(Stored dataset items)
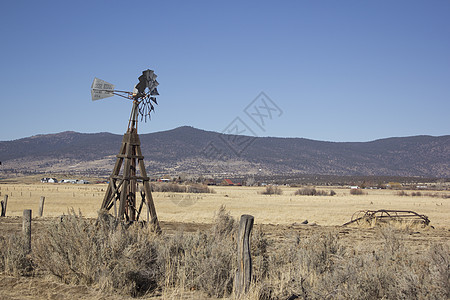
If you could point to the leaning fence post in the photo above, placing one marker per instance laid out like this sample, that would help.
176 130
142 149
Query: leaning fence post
41 206
26 228
3 206
244 271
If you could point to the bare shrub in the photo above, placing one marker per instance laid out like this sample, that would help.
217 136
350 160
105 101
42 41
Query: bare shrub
322 267
79 251
357 192
272 190
14 259
168 187
203 261
439 257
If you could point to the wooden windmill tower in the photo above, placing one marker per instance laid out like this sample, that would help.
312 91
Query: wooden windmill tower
129 188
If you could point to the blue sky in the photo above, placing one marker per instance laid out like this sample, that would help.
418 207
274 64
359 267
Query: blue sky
338 70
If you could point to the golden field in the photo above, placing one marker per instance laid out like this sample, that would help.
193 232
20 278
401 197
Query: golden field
282 209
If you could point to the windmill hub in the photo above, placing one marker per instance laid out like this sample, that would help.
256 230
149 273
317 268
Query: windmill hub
129 170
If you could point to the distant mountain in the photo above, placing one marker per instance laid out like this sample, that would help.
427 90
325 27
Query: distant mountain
191 150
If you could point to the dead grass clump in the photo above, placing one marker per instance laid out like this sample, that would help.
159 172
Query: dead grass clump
439 266
322 267
308 191
79 251
199 188
272 190
203 261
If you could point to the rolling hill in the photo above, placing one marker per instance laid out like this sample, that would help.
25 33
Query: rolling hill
190 150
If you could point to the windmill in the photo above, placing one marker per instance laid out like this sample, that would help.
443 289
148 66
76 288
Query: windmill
124 186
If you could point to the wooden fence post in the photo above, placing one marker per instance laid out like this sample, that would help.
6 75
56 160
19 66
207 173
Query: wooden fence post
41 206
3 206
26 228
244 271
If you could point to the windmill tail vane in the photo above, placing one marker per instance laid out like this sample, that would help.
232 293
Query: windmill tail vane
129 177
143 94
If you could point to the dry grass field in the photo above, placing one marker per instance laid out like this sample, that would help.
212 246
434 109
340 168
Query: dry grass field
195 255
282 209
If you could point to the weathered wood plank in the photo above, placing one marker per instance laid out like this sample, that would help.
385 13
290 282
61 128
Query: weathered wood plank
244 271
26 229
41 206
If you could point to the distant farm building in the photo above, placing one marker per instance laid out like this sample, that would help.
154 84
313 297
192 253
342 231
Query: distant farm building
230 183
68 181
49 180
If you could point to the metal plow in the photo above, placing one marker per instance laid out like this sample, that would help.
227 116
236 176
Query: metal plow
372 217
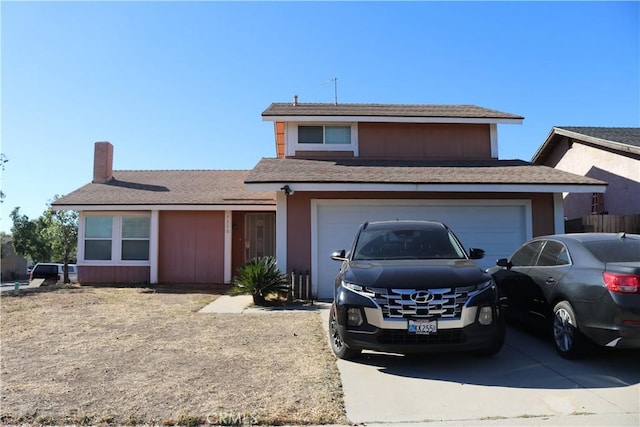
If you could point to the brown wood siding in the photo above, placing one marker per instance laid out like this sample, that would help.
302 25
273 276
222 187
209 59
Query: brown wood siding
279 128
424 141
299 215
113 274
191 247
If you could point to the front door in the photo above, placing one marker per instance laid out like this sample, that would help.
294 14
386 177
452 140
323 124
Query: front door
260 235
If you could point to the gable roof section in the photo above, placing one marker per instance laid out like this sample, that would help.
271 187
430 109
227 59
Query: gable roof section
381 175
176 187
386 112
625 141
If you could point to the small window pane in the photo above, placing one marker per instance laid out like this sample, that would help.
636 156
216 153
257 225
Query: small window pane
337 134
98 226
135 227
619 250
135 250
526 255
310 134
97 250
551 255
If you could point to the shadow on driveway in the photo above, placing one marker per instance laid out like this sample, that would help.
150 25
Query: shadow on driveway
526 361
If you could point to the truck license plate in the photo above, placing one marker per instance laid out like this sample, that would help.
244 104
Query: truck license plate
423 327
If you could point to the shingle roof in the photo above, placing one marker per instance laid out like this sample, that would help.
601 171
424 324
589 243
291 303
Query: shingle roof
625 140
628 136
385 110
270 170
175 187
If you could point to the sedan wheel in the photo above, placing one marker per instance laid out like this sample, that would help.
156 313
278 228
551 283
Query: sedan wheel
340 349
568 340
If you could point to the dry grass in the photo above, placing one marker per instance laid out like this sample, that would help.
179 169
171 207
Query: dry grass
122 356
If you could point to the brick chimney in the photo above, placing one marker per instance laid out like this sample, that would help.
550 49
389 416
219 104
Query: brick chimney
103 162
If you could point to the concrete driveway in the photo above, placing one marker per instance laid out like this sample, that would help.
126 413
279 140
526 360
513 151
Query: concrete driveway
526 384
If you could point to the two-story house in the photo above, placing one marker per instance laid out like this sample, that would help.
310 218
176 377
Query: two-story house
336 166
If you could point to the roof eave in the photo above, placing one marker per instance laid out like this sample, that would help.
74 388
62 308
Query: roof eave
431 187
265 206
547 146
392 119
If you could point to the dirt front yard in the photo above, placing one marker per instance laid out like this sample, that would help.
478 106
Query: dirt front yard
127 356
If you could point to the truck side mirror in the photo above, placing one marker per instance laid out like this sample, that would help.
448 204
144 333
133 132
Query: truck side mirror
339 255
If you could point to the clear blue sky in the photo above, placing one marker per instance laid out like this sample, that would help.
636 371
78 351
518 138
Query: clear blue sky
177 85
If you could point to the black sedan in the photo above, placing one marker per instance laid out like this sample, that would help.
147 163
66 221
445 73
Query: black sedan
584 288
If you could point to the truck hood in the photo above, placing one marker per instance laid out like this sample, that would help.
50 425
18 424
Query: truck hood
415 274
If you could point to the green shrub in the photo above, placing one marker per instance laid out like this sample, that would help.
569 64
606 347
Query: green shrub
259 278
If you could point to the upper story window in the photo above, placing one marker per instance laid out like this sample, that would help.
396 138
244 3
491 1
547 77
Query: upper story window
324 134
309 136
117 237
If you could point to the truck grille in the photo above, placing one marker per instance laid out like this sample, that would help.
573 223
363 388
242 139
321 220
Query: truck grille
445 336
421 303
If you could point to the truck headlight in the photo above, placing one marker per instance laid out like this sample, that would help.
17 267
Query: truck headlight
354 316
485 317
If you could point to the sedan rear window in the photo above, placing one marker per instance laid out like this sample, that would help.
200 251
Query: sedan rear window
620 250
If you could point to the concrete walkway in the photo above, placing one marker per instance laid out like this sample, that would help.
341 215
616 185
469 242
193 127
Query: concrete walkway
244 304
229 304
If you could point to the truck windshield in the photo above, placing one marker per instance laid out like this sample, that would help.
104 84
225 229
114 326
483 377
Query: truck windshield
407 243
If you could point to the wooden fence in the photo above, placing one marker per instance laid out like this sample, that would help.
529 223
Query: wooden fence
604 224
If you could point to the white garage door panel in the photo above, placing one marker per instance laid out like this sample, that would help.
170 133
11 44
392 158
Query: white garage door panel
496 227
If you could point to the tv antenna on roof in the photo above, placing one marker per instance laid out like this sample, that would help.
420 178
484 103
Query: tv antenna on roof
335 88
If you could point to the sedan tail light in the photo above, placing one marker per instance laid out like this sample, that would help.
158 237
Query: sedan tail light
626 283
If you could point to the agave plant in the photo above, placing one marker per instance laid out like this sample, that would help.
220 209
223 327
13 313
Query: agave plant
259 277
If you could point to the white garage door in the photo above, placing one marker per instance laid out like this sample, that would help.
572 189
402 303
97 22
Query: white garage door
497 226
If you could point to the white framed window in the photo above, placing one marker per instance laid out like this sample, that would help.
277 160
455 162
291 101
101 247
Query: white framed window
324 134
116 237
321 137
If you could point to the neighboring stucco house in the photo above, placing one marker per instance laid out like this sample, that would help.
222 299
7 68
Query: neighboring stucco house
336 166
610 154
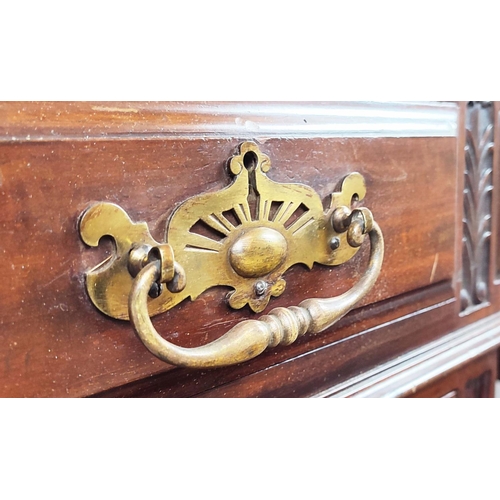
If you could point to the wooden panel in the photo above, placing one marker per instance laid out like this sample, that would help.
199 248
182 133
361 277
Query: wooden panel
56 343
474 380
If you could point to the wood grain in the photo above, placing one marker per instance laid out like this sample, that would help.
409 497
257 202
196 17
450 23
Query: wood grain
56 158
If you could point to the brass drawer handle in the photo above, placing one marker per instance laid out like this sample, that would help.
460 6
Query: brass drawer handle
245 236
251 337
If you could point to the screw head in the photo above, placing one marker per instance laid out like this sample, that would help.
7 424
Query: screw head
334 243
260 288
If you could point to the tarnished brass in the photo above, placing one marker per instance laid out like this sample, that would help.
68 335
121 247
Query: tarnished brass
251 337
244 236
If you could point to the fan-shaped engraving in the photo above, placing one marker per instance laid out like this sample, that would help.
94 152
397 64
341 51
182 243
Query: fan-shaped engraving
243 237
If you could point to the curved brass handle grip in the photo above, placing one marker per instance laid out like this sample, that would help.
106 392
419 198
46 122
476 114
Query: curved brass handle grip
251 337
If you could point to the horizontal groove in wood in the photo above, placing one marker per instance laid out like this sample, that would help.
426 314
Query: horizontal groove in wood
415 369
73 121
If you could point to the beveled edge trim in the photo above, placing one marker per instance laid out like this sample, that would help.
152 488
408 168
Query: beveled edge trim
53 121
416 369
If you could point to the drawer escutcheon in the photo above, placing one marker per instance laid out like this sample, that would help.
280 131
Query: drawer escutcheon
244 236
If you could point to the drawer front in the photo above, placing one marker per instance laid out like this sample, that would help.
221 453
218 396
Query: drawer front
57 342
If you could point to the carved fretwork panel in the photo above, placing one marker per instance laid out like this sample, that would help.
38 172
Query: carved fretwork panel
477 204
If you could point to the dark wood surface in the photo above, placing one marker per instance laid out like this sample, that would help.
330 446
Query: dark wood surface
56 158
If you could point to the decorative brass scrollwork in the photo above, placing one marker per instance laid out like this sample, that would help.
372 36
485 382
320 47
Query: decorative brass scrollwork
245 237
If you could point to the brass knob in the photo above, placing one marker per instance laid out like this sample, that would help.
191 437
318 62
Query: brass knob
251 337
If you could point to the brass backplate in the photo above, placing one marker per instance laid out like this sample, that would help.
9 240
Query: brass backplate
244 236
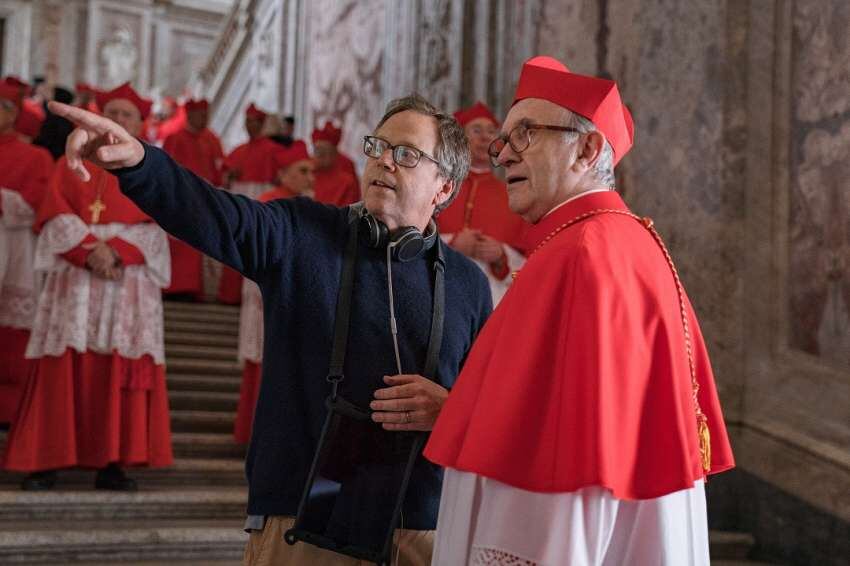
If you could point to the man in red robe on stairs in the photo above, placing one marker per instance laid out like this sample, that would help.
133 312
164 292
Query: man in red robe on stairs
336 182
198 149
250 170
587 405
295 178
97 398
479 223
24 172
31 115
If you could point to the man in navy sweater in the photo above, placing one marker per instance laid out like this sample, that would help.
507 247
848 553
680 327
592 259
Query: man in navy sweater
294 249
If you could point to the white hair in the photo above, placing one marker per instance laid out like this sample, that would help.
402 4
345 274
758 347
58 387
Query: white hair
603 170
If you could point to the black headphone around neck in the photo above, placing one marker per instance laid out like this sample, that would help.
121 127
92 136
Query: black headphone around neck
407 242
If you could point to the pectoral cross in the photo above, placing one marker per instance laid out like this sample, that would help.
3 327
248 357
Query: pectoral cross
96 208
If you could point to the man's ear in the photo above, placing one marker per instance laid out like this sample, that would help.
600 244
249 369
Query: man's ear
444 193
590 149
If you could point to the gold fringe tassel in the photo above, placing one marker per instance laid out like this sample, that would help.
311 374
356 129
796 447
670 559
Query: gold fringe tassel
705 444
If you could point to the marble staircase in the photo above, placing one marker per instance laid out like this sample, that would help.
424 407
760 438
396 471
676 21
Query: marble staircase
190 513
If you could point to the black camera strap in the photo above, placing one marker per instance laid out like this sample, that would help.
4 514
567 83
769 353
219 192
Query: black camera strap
343 313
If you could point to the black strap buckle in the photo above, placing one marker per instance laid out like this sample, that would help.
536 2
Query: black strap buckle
334 381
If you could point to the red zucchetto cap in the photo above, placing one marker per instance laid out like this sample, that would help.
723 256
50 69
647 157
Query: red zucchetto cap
11 92
596 99
199 104
329 134
85 87
292 154
254 112
125 92
477 110
12 80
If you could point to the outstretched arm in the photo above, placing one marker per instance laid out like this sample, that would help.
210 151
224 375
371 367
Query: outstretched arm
244 234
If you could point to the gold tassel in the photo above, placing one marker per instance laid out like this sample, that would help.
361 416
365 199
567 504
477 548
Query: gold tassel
704 444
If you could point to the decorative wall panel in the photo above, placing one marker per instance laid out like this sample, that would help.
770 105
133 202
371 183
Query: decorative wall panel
819 263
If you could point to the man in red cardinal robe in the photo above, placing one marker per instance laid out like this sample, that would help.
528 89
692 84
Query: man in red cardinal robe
198 149
24 172
97 397
31 115
336 182
587 405
479 223
250 170
295 178
86 96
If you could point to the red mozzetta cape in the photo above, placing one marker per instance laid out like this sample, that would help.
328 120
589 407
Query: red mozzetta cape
482 203
67 194
580 377
336 186
256 160
24 168
200 152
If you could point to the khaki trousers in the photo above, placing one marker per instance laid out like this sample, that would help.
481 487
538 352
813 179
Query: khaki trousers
267 548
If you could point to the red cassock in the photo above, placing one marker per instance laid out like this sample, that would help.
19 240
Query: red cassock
201 153
251 344
30 118
336 186
482 204
581 377
24 172
256 163
346 164
98 393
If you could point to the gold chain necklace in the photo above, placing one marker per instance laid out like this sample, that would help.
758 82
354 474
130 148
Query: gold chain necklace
98 205
646 222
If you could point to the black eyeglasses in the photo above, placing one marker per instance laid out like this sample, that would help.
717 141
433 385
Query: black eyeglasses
403 155
519 139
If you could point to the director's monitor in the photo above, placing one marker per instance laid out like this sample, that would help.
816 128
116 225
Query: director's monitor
351 503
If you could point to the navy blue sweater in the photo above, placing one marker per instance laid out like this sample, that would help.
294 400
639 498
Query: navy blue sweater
293 249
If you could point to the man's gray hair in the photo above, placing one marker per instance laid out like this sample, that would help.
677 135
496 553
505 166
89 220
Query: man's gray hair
452 151
603 170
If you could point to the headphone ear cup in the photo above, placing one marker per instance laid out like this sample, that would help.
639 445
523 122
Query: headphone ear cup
374 232
408 244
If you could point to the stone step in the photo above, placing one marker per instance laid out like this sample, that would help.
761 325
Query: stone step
184 472
203 328
206 445
212 308
205 317
203 367
202 421
176 502
729 545
191 382
198 339
203 401
126 542
201 352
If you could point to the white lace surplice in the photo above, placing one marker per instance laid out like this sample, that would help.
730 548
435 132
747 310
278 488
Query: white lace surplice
485 522
251 323
78 310
18 281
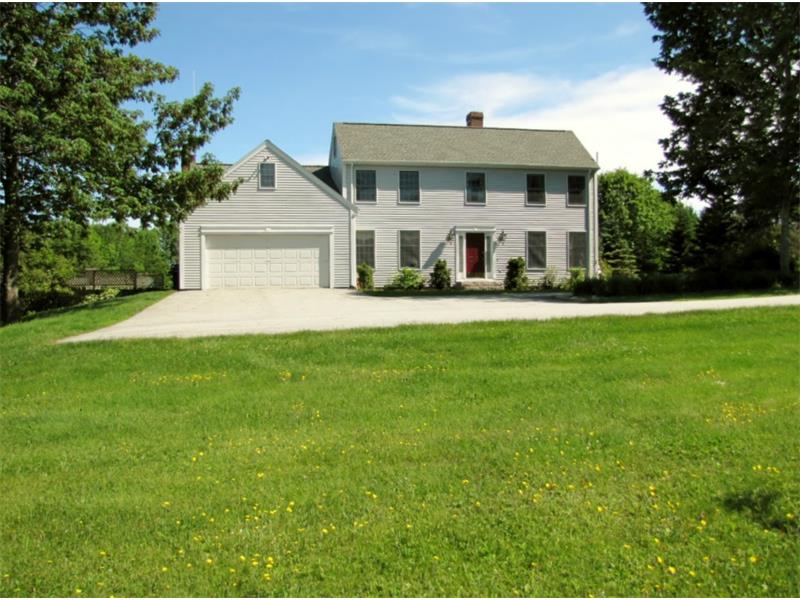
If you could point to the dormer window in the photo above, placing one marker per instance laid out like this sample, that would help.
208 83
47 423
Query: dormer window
536 189
476 188
266 176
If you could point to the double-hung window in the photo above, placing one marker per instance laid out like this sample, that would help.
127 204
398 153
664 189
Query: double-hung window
365 248
476 188
535 194
577 249
537 250
576 185
409 249
266 176
409 187
365 186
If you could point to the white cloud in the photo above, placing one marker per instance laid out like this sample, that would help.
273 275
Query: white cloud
616 114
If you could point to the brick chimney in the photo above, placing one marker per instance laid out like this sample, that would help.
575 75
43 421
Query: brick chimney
475 119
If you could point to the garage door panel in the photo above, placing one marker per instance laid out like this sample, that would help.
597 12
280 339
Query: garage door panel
266 260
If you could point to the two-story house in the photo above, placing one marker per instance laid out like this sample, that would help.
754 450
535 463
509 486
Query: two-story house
398 196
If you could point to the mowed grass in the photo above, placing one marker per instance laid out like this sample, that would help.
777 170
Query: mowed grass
655 455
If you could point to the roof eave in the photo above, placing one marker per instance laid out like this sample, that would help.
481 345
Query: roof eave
378 163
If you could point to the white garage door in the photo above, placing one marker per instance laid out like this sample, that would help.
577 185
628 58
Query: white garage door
279 261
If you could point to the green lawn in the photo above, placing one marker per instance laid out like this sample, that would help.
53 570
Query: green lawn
653 455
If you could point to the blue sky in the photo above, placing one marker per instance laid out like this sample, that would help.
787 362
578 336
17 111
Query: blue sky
586 67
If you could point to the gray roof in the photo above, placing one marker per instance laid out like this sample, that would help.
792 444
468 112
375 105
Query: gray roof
489 146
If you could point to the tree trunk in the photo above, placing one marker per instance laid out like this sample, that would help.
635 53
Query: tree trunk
11 310
11 232
785 230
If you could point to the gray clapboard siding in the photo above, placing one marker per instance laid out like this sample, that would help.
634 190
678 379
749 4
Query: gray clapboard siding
295 201
442 207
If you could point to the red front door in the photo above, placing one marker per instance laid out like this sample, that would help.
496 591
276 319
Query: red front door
476 254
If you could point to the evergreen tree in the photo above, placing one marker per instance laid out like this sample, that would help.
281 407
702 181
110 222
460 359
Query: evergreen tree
635 222
718 236
682 240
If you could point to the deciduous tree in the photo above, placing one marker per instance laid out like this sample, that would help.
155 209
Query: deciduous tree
72 147
736 136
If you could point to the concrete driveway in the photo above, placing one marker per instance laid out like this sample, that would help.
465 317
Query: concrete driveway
237 312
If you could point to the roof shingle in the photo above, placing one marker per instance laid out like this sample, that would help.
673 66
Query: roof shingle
479 146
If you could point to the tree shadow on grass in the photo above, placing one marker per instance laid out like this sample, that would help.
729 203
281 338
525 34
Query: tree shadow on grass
762 506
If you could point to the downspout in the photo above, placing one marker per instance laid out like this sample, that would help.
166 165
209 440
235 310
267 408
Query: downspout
353 225
596 218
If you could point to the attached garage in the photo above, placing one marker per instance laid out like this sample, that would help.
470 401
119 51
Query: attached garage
285 226
266 260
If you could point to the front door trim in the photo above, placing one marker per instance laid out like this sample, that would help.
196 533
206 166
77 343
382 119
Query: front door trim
460 232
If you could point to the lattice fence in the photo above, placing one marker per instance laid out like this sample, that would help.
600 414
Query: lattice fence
96 279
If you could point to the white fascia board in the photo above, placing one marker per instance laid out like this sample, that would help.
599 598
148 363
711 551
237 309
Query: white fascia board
275 229
478 166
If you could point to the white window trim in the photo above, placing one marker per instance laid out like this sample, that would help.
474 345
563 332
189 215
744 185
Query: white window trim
274 176
528 266
419 188
374 247
585 191
485 189
539 204
355 187
586 249
400 248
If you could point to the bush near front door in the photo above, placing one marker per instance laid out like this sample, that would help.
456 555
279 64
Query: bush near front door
515 280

[Action item] This exercise asks for an exact repeat of the lines from the one holding "Query: front door trim" through the end of the data above.

[Solution to this exercise]
Query: front door trim
460 232
If you could point to the lattice fence in the photo above, placing one marker per instance laid out like this sample, that would help.
600 414
Query: lattice fence
96 279
If you could point to the white fascia board in the photo above, placing one marker per instance laid out like this sample, that would help.
599 598
148 363
711 551
237 309
Query: white fascia board
275 229
478 166
If you could point to the white window trim in the photo above, placing one marker per instance laid out like this sample, that would help.
474 345
563 332
189 215
744 185
Query: white window trim
274 176
528 266
419 188
374 247
585 191
485 189
539 204
355 187
586 249
400 248
If you could point to the bush near front door in the photo above, placing one marker per instance laid out like this sample, that would help.
456 555
279 64
Query: bush near front door
515 280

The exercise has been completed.